Could you extend the passage below about Luther's enrollment at the University of Erfurt, picking up after its last sentence?

_Text passage:_
----------------

Enrolls in Erfurt University

ErfurtIn May 1501, Luther enrolled at the University of Erfurt in the college of liberal arts with the expectation that he would complete his doctorate in the higher faculty of law. Medieval universities like Erfurt were divided into four faculties: liberal arts, law, medicine, and theology. The study of liberal arts was composed of the more basic trivium (grammar, logic, and rhetoric) and the complementary quadrivium (astronomy, geometry, mathematics, and music). The university itself was a community of scholars and students, ordinarily with those students pursuing studies in the higher faculties of law, medicine, and theology instructing those in the more general liberal arts. Once the candidate received his degree bachelor’s and master’s in liberal arts view examination, he was prepared to enter into one of the higher faculties.

----------------

_Material supplied:_
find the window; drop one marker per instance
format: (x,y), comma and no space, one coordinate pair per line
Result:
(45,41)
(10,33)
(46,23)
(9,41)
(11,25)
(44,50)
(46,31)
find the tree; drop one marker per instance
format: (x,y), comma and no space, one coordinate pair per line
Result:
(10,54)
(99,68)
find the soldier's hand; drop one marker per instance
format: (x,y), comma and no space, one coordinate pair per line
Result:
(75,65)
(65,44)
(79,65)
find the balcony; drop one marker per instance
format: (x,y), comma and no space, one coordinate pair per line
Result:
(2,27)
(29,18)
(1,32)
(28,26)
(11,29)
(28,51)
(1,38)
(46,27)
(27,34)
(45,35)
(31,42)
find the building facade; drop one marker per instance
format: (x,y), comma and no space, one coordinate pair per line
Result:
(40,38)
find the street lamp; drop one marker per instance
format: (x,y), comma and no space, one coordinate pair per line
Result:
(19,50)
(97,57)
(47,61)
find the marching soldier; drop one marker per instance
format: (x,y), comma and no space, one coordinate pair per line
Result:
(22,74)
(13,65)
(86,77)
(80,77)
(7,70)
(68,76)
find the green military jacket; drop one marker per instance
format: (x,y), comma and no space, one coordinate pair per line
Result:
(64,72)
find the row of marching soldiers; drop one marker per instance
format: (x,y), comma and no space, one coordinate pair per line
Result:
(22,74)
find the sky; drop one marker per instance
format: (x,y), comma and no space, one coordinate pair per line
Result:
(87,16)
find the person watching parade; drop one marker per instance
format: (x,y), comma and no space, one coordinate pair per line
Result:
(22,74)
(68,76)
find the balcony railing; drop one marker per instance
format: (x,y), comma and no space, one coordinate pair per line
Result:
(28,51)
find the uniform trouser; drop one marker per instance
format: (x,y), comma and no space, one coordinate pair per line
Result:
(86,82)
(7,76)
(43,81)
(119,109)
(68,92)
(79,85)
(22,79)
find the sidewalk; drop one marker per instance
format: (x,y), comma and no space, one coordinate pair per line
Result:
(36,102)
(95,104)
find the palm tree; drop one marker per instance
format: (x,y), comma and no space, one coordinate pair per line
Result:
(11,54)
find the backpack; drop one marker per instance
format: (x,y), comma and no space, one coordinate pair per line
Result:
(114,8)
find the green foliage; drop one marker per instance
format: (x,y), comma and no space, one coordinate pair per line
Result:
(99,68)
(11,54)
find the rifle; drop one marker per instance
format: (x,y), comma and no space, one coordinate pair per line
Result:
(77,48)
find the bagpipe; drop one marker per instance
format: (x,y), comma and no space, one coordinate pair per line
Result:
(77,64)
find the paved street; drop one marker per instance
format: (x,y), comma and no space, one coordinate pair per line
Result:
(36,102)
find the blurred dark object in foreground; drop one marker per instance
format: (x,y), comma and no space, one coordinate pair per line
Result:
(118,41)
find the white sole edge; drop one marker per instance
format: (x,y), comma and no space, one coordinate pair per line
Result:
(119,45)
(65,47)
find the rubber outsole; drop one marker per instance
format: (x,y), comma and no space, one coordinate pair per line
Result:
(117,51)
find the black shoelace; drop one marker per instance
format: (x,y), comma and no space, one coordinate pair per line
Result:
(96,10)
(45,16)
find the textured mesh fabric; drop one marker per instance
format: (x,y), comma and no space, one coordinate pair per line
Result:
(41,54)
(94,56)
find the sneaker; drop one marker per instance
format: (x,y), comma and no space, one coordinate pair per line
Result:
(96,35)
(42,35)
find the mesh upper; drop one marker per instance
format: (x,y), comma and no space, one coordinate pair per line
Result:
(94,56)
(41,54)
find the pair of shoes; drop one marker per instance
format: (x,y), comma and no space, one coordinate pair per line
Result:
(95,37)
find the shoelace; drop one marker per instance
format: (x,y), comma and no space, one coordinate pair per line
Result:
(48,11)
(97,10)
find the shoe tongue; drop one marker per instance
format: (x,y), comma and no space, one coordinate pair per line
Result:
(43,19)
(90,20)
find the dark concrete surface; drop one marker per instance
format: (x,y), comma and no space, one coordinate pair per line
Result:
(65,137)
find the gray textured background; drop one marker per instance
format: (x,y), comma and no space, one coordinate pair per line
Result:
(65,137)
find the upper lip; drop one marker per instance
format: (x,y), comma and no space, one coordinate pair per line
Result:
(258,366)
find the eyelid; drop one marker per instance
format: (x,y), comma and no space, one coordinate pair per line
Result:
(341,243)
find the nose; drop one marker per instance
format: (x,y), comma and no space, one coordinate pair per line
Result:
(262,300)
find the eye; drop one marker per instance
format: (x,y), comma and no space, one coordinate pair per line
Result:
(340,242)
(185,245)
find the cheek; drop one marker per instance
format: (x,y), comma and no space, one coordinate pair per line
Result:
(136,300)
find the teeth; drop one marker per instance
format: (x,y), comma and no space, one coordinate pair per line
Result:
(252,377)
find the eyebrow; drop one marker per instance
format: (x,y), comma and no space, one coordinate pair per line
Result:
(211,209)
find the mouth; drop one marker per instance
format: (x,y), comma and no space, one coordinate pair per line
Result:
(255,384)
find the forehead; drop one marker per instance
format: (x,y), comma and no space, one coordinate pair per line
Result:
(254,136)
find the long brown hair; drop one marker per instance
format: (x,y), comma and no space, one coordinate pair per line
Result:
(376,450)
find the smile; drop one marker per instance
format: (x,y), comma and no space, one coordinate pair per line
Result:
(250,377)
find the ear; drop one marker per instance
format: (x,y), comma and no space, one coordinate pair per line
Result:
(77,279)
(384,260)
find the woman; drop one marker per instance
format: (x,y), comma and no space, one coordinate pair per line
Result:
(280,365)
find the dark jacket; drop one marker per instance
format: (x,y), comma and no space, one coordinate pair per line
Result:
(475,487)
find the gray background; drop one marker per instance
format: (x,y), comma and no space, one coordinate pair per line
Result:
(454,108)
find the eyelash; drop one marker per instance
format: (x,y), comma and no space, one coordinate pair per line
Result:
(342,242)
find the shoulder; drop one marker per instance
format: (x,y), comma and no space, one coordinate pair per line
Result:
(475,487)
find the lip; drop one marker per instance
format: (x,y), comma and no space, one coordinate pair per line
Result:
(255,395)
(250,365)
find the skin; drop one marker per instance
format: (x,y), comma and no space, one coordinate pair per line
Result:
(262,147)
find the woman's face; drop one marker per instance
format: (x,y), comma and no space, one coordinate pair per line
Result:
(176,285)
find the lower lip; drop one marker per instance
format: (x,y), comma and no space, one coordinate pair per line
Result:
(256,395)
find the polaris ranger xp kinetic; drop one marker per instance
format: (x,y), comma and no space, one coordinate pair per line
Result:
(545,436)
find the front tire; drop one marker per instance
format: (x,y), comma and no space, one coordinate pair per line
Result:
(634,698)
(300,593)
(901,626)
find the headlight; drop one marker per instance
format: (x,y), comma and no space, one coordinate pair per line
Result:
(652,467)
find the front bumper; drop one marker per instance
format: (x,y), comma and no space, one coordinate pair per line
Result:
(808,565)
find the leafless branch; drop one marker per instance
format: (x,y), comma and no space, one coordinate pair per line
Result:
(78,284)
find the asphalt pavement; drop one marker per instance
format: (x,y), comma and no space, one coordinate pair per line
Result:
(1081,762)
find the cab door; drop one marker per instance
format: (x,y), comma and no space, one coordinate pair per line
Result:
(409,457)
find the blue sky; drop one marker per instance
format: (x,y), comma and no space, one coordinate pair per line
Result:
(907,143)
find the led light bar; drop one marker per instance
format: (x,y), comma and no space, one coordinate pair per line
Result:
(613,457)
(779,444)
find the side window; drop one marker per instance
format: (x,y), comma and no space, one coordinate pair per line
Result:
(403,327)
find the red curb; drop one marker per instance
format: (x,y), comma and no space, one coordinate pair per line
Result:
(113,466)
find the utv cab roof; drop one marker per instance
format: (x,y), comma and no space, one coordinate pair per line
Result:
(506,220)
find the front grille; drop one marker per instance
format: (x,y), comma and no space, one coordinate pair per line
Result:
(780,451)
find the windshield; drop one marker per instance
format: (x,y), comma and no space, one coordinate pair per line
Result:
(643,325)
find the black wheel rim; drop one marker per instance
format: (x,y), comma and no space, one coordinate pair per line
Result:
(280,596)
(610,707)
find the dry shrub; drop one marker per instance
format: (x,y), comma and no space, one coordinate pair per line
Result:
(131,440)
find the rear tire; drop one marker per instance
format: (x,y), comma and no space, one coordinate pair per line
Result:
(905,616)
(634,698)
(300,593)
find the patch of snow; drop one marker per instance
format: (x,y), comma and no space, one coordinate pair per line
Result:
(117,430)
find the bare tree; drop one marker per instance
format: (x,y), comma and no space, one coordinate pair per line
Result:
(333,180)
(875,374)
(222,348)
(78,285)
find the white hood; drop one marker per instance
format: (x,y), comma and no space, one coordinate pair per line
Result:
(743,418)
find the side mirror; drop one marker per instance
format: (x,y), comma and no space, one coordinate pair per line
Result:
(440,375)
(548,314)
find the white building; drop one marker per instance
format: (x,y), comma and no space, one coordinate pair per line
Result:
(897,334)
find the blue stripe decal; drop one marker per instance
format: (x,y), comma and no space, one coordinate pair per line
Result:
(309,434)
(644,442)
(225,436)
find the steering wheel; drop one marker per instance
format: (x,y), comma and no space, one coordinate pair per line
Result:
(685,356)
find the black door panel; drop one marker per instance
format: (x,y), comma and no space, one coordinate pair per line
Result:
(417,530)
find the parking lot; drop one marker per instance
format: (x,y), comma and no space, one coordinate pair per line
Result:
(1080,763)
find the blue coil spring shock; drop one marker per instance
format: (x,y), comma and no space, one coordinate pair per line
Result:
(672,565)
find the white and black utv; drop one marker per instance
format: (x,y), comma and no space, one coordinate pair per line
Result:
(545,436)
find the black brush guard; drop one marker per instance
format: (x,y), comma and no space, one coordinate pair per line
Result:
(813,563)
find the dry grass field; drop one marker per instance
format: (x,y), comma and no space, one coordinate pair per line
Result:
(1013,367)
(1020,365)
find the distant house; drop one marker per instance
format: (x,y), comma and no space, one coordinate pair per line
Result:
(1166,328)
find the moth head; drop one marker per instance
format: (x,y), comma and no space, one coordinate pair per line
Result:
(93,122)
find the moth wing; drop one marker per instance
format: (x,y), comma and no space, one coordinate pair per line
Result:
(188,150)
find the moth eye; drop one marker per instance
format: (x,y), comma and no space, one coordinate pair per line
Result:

----------------

_Task result:_
Luther had planned to study law. His father, Hans, had even given him as a gift a copy of the Corpus Iuris, the code of civil law modeled after Roman law. Luther proceeded very rapidly in earning his degrees. The bachelor’s required one year of study to complete and Luther successfully passed his examination and was awarded the degree in September 1502. He would receive his master’s in January 1505, thereby giving him the right to enroll in the faculty of law. Throughout his studies at Erfurt, Luther was exposed to many of the ideas he would later revisit in his theological work. The study of logic was paramount in the trivium, in particular dialectic and Aristotelian philosophy. He became well-acquainted with both dialectics and Aristotelianism there and later criticized them in his reforming work. He also encountered humanism in Erfurt, leading him to an increased appreciation for the study of classical languages and literature. In his later time at Wittenberg, this interest would shape his curriculum revisions.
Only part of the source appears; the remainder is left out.